■ **TESTO SELEZIONATO**
-------------------------

[ 12 gennaio 2018]
* Yury Barmin è membro del Consiglio russo per gli affari internazionali, ed esprto del Medio Oriente e del Nord Africa.
Il Regno dell'Arabia Saudita sta attualmente subendo enormi
cambiamenti nel campo sociopolitico. La spinta a modernizzare il regno e ad
aprirlo al mondo è guidata dal giovane e ambizioso principe ereditario Mohamed
bin Salman (MBS) [nella foto]. Egli è visto come la mente dietro la strategia di Riyadh di
rinnovare l'economia saudita e limitare il potere dei chierici wahhabiti sugli
affari di stato.
"Stiamo tornando a quello che eravamo prima, un paese
di islam moderato che è aperto a tutte le religioni e al mondo", ha detto
MBS agli investitori internazionali a Riyadh nell'ottobre 2017.
Spiegando la sua ambizione di "riportare" l'Arabia
Saudita sulla via dell'Islam moderato, il principe ereditario ha detto al
Guardian che "quello che è successo negli ultimi 30 anni non è l'Arabia
Saudita". Ha incolpato esplicitamente la svolta del regno verso
l'ultraconservatorismo sulla scia della rivoluzione iraniana del 1979 e dei
tentativi di Teheran di diffondere la rivoluzione in tutto il Medio Oriente.
Questi commenti sono degni di nota per due motivi: primo,
perché riconoscono che manca la moderazione nell'interpretazione dell'Islam che
lo stato saudita ha seguito; secondo, perché riflettonoil concetto che il
sistema religioso attualmente in vigore ostacola lo sviluppo socioeconomico e
non è compatibile con le esigenze delle giovani generazioni.
Tuttavia, sono anche un po’ fuorvianti perché cercano di
deviare la responsabilità della situazione all'interno dell'Arabia Saudita verso
fattori esterni, vale a dire la Rivoluzione Islamica del 1979. Ma fu davvero
l'Iran rivoluzionario che spinse l'Arabia Saudita verso l'ultraconservatorismo?
L’Arabia Saudita nel
1979
Il 1979 è un anno significativo nella storia saudita per
molti punti di vista. È famoso per il sequestro della Grande Moschea di Mecca
da parte di un gruppo di insorti il cui obiettivo era quello di rovesciare la
Casa Saud percepita come corrotta e asservita all'Occidente.
Il 20 novembre, circa 500 uomini armati, guidati da Juhayman
al-Otaybi, un beduino saudita e un ex militare della Guardia Nazionale,
sequestrarono la Grande Moschea e proclamarono che suo cognato Mohammed
al-Qahtani era il Mahdi, o il
Redentore, che ripulirà il mondo musulmano dalla corruzione occidentale.

-------------------------

■ **ATTIVITÀ DA SVOLGERE**
1. Elenca tutte le persone indicate per nome nel testo sull'Arabia Saudita.
2. Trascrivi fedelmente il passo del testo sull'Arabia Saudita che comincia con "Spiegando la sua" e termina con "delle giovani generazioni.".

■ **DATI FORNITI**
-------------------------

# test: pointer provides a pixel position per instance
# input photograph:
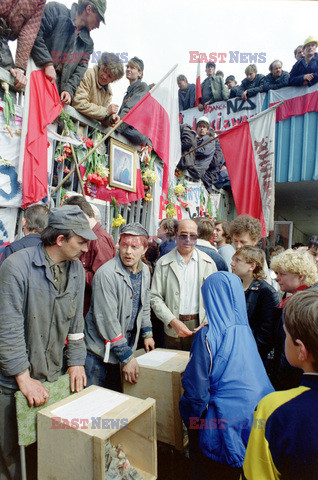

-------------------------

■ **ESERCIZIO SVOLTO**
1. Le persone indicate per nome sono quattro: Yury Barmin, Mohamed bin Salman (chiamato anche MBS), Juhayman al-Otaybi e Mohammed al-Qahtani.

2.
Spiegando la sua ambizione di "riportare" l'Arabia
Saudita sulla via dell'Islam moderato, il principe ereditario ha detto al
Guardian che "quello che è successo negli ultimi 30 anni non è l'Arabia
Saudita". Ha incolpato esplicitamente la svolta del regno verso
l'ultraconservatorismo sulla scia della rivoluzione iraniana del 1979 e dei
tentativi di Teheran di diffondere la rivoluzione in tutto il Medio Oriente.
Questi commenti sono degni di nota per due motivi: primo,
perché riconoscono che manca la moderazione nell'interpretazione dell'Islam che
lo stato saudita ha seguito; secondo, perché riflettonoil concetto che il
sistema religioso attualmente in vigore ostacola lo sviluppo socioeconomico e
non è compatibile con le esigenze delle giovani generazioni.